> [Problem to solve]: Rewrite the data below with every "photograph" changed to "image" and everything else kept the same, leaving out the pictures.

»»

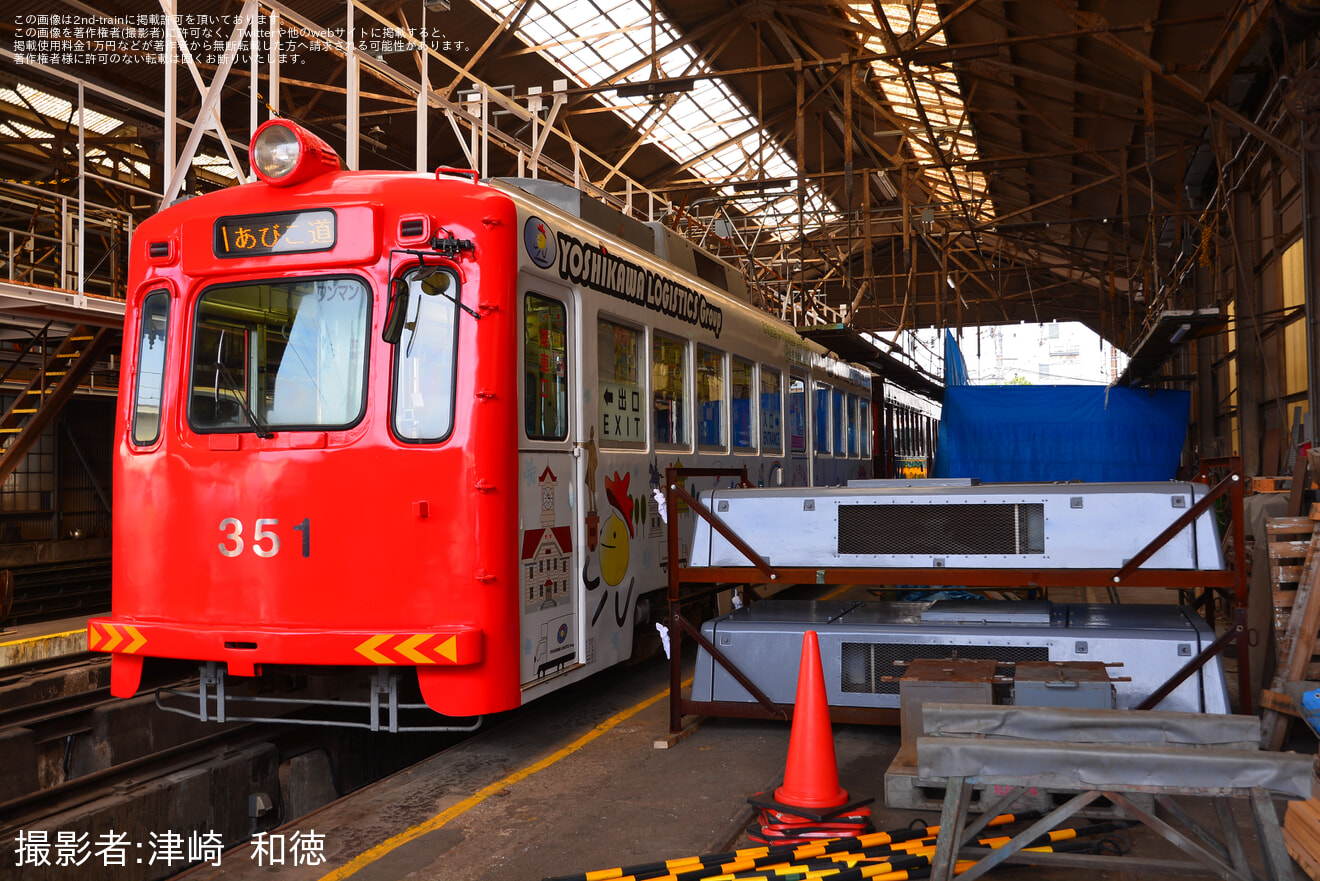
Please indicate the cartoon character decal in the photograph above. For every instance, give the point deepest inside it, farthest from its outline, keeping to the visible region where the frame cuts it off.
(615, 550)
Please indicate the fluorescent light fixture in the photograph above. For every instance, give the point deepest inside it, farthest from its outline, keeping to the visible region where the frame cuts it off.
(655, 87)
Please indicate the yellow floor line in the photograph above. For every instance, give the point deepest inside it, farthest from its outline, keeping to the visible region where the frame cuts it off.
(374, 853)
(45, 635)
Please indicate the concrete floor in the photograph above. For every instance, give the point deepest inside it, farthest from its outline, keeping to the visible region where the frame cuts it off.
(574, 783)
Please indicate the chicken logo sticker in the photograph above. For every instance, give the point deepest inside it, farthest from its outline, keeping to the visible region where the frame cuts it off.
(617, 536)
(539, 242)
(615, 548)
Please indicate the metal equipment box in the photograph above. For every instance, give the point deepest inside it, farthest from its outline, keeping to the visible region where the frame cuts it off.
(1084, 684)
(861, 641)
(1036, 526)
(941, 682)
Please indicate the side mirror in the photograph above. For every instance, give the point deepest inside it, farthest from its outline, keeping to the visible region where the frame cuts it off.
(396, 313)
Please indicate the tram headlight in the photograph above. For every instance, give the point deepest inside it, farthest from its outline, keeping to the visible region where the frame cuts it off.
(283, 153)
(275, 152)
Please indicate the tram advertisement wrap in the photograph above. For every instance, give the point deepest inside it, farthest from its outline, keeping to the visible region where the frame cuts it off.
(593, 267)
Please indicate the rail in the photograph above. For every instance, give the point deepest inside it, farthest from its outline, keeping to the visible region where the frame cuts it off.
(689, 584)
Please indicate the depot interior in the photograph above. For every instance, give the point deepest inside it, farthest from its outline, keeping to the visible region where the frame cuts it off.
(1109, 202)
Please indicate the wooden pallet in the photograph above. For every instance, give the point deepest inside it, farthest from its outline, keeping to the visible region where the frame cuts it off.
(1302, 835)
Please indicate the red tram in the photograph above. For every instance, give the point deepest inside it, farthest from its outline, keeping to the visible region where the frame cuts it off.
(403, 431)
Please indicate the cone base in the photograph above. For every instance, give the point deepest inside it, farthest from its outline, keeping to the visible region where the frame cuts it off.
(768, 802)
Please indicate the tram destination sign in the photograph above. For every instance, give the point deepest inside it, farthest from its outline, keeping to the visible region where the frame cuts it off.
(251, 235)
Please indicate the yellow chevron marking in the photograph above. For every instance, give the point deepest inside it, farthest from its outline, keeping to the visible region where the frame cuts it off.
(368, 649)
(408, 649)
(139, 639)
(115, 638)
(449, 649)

««

> [Written answer]:
Please indicate the cartoon character decal in the image above. For every instance, give the point deepest inside it, farthest from its outline, keeping to the visible region where the frame cuts it off.
(615, 550)
Please indicate the fluorescent light fixture in the image above. For every instance, give the point deepest inside it, farthest from its outline, keeping to the visible region where the frame cuts it off.
(655, 87)
Please indicate the yellow floor line in the image above. For every instance, give the point deepest inside it, farthest from its outline, keeping to the visible region where the frame cuts it off.
(374, 853)
(45, 635)
Please indicate the concrete floor in the image above. For every instance, give the point deepest inside it, farthest from its outline, keeping to the visible region where the frame cuts it off.
(574, 783)
Please indicate the chicken logo sticker in the image above. For every instance, give the point deepest inside it, farthest from its outline, keeping to the visible region where the frame cuts it off.
(617, 536)
(539, 242)
(615, 548)
Please indicate the metal equipment box in the image above. For every instance, give the point deepest inside it, farthest from its outline, keeping to the visible region where the frame cuts it off.
(1084, 684)
(861, 641)
(1036, 526)
(941, 682)
Please indicate the side mirror in the image above. For every instance, give the point deepest inside it, farthest from its outline, keeping to the visible region where the frame cuts it off.
(396, 313)
Please indicate the tram headlight in the image above. For every instance, give the point deepest inside it, farthest from its outline, keeping to the visible region where the frame cuts it off.
(283, 153)
(275, 152)
Please indicate the tram advertisement wrap in the image above. For every instance, give the point deepest inside it, farthest from its outline, keeping to the visible region where the frame cuts it off.
(593, 267)
Please indicate the rail in the image above. For every instance, give the point deepest inside it, farthest from its outline, keeping to the visible region where the frame cuts it off.
(689, 584)
Please indicate the depot interior in the image above. For every instance, give the point deepest inside it, farthest from its outline, keeping to the visible region where the frame cuts it off.
(1109, 202)
Please indicate the wooden pallet in the image above. For every instance, give the point deepest inside it, farthest from its outline, keeping to the visible region where the frame cuts it off.
(1302, 835)
Please indicate the red tram in the image above. For every instance, give the point deepest inside it, farthest from its outline, keeping to the visible region where the frame cuts it off.
(403, 431)
Please indicate the cone base in the image above. For every instance, give the point deepest inside it, farthest from its outline, keeping to the visible region where the frame cuts it off.
(768, 802)
Please indicate the tram destination sign in the image above. For every instance, give the point deepest inside it, farthest from its outline, keeping to the visible region where the frame cuts it off.
(251, 235)
Please indicate the yellow chevron marking in the image above. For every instance, give the point deepest inside it, farthest from its outline, keeping to the visible region where the frame cuts it off.
(368, 649)
(408, 649)
(139, 639)
(115, 638)
(449, 649)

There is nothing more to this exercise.